### Aangeleverde tekst
--------------------------------

![]() |
Ideeën en bemoedigingen voor gewonde helpers
verbonden met een heelmakende God |
Non-verbaal zegenen: een krachtige taal |
Als we het hebben over communicatie, denken we vaak in eerste instantie
aan gesprek - woorden spreken en horen. Dit is verbale communicatie
(van: verba = woord).
Er zijn ook non-verbale vormen van communicatie; communicatie zonder woorden.
Denk aan een bevestigende knik, een boos of juist glimlachend gezicht, een
handdruk of een knuffel.
Mensen die er meer verstand van hebben dan ik, hebben me verteld dat
het grootste deel van onze communicatie niet gaat om de woorden die we
zeggen.
Onze lichaamshouding, onze gezichtsuitdrukking, onze gebaren zijn
belangrijker dan onze woorden.
Wat we op deze manieren communiceren gaat soms ook dieper: denk aan een
vriendelijke blik die je heel diep van binnen kan 'raken'.
Het vrolijke 'gesprek'
Terwijl ik dit schrijf, moet ik denken aan dat voorval met een voor mij onbekend gezin op een zondag in de kerk. Ze zaten een stuk of vier rijen voor me en een stuk meer naar rechts.
Bij moeder op schoot zat een peuter die zich een beetje verveelde. Op een gegeven moment keek hij over de schouder van moeder en tussen allerlei andere hoofden door, recht in mijn gezicht. Ik probeerde met liefde naar hem te kijken en gaf hem een knikje: "fijn, dat je er bent". Ogenblikkelijk werd hij verlegen en verborg zich achter z'n moeder. Ik deed mee met zijn gevoel, en verborg m'n gezicht achter de liturgie. Heel voorzichtig keken we beiden met één oog om 'n hoekje. Ik zag de verbazing op z'n gezichtje, omdat ik ook m'n gezicht had verborgen. Hij werd daardoor iets driester, en keek iets langer voor hij weer wegdook. Ook ik keek iets langer. Steeds meer won de nieuwsgierigheid het van de verlegenheid. Het werd een leuk spel. We werden een beetje als vriendjes. Hij genoot zichtbaar van hoe ik verschillende uitdrukkingen op m'n gezicht trok. En ook ik genoot van dit speelse joch. Na afloop van de samenkomst bij de koffietafel kwam ik de moeder tegen - met het jochie nog op haar arm. Gelijk groette hij mij enthousiast, tot grote verbazing van z'n moeder. Zij: "oh,..., dat doet_ie anders nooit; hij is altijd zo verlegen..." Waarop ik laconiek reageerde: "ja, maar we hebben net tijdens de dienst zó fijn zitten kletsen en spelen samen..." Ik zag een heel groot vraagteken op haar voorhoofd, en heb dus maar even uitgelegd wat er gebeurd was.

--------------------------------

### Invoer voor aanwijzen en benoemen

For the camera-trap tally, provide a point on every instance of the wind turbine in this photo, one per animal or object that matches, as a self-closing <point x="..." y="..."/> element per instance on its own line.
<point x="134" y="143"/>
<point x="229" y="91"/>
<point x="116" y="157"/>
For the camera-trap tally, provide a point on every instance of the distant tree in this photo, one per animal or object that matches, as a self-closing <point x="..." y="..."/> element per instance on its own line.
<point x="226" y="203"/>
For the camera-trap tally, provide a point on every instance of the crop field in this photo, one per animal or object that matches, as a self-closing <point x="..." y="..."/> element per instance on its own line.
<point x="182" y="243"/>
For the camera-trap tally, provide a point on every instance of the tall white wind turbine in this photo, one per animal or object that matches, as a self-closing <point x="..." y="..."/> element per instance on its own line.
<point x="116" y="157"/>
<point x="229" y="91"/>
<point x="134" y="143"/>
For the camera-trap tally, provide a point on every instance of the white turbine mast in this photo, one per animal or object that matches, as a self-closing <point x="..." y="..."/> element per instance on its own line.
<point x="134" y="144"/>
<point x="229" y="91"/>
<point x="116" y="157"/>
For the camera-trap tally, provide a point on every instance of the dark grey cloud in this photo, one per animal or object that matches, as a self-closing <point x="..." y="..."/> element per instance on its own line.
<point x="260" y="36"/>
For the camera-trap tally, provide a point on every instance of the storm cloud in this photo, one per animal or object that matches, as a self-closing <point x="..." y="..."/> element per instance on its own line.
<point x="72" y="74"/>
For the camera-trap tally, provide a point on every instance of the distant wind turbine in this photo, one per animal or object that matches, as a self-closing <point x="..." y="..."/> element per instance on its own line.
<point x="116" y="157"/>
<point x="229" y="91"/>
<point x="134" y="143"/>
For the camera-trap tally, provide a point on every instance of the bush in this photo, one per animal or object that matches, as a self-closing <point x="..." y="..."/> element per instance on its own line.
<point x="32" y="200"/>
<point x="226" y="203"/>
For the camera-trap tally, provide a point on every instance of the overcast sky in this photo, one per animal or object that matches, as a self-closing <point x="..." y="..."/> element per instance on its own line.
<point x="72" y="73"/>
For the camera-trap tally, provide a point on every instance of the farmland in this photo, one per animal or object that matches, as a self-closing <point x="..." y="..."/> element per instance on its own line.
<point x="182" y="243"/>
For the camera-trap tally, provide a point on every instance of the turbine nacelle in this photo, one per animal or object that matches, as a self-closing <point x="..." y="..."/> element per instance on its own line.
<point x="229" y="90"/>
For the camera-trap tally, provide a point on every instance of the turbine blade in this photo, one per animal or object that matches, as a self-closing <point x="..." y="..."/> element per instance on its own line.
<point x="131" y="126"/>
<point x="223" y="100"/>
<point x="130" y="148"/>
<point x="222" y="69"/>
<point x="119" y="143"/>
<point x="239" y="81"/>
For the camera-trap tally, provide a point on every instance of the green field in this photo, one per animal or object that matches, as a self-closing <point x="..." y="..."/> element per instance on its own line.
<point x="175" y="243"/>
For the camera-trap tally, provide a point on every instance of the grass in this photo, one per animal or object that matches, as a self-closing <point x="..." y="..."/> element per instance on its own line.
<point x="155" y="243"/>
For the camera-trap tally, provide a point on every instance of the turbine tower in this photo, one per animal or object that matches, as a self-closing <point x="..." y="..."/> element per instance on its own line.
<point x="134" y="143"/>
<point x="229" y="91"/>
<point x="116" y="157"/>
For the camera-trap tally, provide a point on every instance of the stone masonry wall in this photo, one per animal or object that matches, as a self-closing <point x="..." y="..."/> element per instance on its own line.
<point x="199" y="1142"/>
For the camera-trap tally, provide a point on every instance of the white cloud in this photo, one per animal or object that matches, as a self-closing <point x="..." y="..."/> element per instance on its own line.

--------------------------------

### Omschrijving opdracht
Geef uit de tekst over non-verbaal zegenen woordelijk het gedeelte terug tussen "Mensen die er" en "dan onze woorden.", beide inbegrepen. De records vormen afzonderlijk materiaal, los van de tekst over non-verbaal zegenen.

### Uitwerking
Mensen die er meer verstand van hebben dan ik, hebben me verteld dat
het grootste deel van onze communicatie niet gaat om de woorden die we
zeggen.
Onze lichaamshouding, onze gezichtsuitdrukking, onze gebaren zijn
belangrijker dan onze woorden.